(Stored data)
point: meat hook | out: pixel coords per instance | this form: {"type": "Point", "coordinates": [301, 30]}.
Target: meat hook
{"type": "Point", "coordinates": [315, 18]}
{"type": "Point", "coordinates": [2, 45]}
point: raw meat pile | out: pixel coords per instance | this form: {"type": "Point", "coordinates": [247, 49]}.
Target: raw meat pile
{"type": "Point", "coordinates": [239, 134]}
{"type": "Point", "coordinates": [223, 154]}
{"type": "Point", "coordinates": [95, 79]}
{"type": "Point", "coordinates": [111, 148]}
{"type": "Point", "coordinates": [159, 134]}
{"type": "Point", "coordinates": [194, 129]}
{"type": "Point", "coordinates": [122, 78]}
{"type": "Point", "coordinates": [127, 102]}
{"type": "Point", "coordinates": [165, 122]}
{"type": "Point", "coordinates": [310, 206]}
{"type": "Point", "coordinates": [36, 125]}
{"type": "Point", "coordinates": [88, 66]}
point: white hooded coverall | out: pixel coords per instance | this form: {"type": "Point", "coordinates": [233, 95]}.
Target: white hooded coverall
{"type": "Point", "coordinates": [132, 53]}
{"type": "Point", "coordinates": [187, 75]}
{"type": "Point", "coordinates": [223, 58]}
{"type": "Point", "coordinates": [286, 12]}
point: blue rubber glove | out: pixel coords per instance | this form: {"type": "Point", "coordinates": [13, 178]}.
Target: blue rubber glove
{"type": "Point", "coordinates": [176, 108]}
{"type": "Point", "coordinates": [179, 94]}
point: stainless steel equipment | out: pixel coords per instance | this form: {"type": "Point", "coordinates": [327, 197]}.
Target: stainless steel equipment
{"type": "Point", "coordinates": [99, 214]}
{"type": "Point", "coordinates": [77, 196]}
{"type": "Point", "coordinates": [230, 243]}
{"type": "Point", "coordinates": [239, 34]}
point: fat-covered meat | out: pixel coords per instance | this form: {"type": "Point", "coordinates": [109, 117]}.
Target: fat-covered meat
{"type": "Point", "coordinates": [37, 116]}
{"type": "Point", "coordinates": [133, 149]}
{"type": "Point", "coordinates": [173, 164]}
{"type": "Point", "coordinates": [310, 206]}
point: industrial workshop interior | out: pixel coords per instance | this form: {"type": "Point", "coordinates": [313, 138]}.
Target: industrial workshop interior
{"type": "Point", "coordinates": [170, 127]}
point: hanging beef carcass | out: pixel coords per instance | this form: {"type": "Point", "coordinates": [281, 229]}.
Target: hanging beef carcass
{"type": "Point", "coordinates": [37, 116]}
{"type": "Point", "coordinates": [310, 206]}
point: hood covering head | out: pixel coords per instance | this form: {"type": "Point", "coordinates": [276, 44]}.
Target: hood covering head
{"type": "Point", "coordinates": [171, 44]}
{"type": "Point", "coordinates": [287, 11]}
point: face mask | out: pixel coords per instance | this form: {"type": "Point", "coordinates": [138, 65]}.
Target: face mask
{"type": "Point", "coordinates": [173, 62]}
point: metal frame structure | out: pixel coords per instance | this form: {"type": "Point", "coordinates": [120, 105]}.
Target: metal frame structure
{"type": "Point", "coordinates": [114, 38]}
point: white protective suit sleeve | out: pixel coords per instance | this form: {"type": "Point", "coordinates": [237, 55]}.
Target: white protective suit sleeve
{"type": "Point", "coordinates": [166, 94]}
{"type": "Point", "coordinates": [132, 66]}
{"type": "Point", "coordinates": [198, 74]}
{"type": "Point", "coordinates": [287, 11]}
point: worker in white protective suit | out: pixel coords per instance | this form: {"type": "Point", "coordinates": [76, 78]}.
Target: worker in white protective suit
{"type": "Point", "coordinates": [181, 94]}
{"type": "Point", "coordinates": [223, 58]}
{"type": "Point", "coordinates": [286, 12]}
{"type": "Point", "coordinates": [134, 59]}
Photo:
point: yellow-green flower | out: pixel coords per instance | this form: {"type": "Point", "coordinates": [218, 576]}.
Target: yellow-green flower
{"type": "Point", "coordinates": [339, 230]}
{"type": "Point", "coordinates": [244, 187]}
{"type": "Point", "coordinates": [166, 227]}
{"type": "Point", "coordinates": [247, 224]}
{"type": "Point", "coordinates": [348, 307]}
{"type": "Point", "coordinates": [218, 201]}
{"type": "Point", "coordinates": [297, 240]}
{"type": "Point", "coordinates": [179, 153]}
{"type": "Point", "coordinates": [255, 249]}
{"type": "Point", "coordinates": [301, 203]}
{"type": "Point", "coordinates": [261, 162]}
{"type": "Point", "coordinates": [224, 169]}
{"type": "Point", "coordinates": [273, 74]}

*WHAT TO DO:* Extract each record, keeping it identical to the original.

*THE SOLUTION:*
point: meat hook | out: pixel coords per instance | this form: {"type": "Point", "coordinates": [301, 30]}.
Target: meat hook
{"type": "Point", "coordinates": [315, 18]}
{"type": "Point", "coordinates": [2, 45]}
point: raw meat pile | out: pixel coords per instance | this form: {"type": "Point", "coordinates": [247, 49]}.
Target: raw meat pile
{"type": "Point", "coordinates": [239, 134]}
{"type": "Point", "coordinates": [223, 154]}
{"type": "Point", "coordinates": [95, 79]}
{"type": "Point", "coordinates": [111, 148]}
{"type": "Point", "coordinates": [159, 134]}
{"type": "Point", "coordinates": [194, 129]}
{"type": "Point", "coordinates": [122, 78]}
{"type": "Point", "coordinates": [127, 102]}
{"type": "Point", "coordinates": [165, 122]}
{"type": "Point", "coordinates": [310, 206]}
{"type": "Point", "coordinates": [36, 125]}
{"type": "Point", "coordinates": [88, 66]}
point: white hooded coverall | out: pixel coords per instance | this form: {"type": "Point", "coordinates": [233, 95]}.
Target: white hooded coverall
{"type": "Point", "coordinates": [132, 53]}
{"type": "Point", "coordinates": [187, 75]}
{"type": "Point", "coordinates": [223, 58]}
{"type": "Point", "coordinates": [286, 12]}
point: blue rubber glove | out: pixel coords per instance | this form: {"type": "Point", "coordinates": [13, 178]}.
Target: blue rubber glove
{"type": "Point", "coordinates": [176, 108]}
{"type": "Point", "coordinates": [179, 94]}
point: stainless steel equipment | out: pixel coords per instance | this form: {"type": "Point", "coordinates": [327, 197]}.
Target: stainless steel equipment
{"type": "Point", "coordinates": [99, 214]}
{"type": "Point", "coordinates": [77, 196]}
{"type": "Point", "coordinates": [230, 243]}
{"type": "Point", "coordinates": [239, 34]}
point: fat-covered meat | out: pixel coords per instance | this form: {"type": "Point", "coordinates": [109, 117]}.
Target: fat-covered meat
{"type": "Point", "coordinates": [37, 116]}
{"type": "Point", "coordinates": [133, 149]}
{"type": "Point", "coordinates": [173, 164]}
{"type": "Point", "coordinates": [310, 206]}
point: industrial workshop interior | out: pixel coords per instance | this form: {"type": "Point", "coordinates": [313, 138]}.
Target: industrial workshop interior
{"type": "Point", "coordinates": [170, 127]}
point: hanging beef carcass | out: pixel coords per instance | this form: {"type": "Point", "coordinates": [281, 229]}.
Target: hanging beef carcass
{"type": "Point", "coordinates": [37, 116]}
{"type": "Point", "coordinates": [310, 206]}
point: hood covering head | out: pixel coords per instance | this form: {"type": "Point", "coordinates": [276, 44]}.
Target: hood covering head
{"type": "Point", "coordinates": [171, 44]}
{"type": "Point", "coordinates": [287, 11]}
point: face mask | out: pixel coords per instance | this form: {"type": "Point", "coordinates": [138, 65]}.
Target: face mask
{"type": "Point", "coordinates": [173, 62]}
point: metal frame structure | out: pixel coords per instance | this form: {"type": "Point", "coordinates": [120, 105]}.
Target: metal frame structure
{"type": "Point", "coordinates": [114, 38]}
point: white protective suit sleeve | out: pixel coords per instance | this form: {"type": "Point", "coordinates": [237, 55]}.
Target: white protective suit sleeve
{"type": "Point", "coordinates": [166, 94]}
{"type": "Point", "coordinates": [132, 66]}
{"type": "Point", "coordinates": [198, 74]}
{"type": "Point", "coordinates": [287, 11]}
point: worker in white protective suit | out: pixel coords per instance | this form: {"type": "Point", "coordinates": [76, 78]}.
Target: worker in white protective suit
{"type": "Point", "coordinates": [181, 94]}
{"type": "Point", "coordinates": [223, 58]}
{"type": "Point", "coordinates": [286, 12]}
{"type": "Point", "coordinates": [134, 59]}
Photo:
point: yellow-green flower | out: pixel coords per instance | this form: {"type": "Point", "coordinates": [218, 576]}.
Target: yellow-green flower
{"type": "Point", "coordinates": [339, 230]}
{"type": "Point", "coordinates": [244, 187]}
{"type": "Point", "coordinates": [166, 227]}
{"type": "Point", "coordinates": [247, 224]}
{"type": "Point", "coordinates": [348, 307]}
{"type": "Point", "coordinates": [218, 201]}
{"type": "Point", "coordinates": [297, 240]}
{"type": "Point", "coordinates": [179, 153]}
{"type": "Point", "coordinates": [255, 249]}
{"type": "Point", "coordinates": [301, 203]}
{"type": "Point", "coordinates": [261, 162]}
{"type": "Point", "coordinates": [224, 169]}
{"type": "Point", "coordinates": [273, 74]}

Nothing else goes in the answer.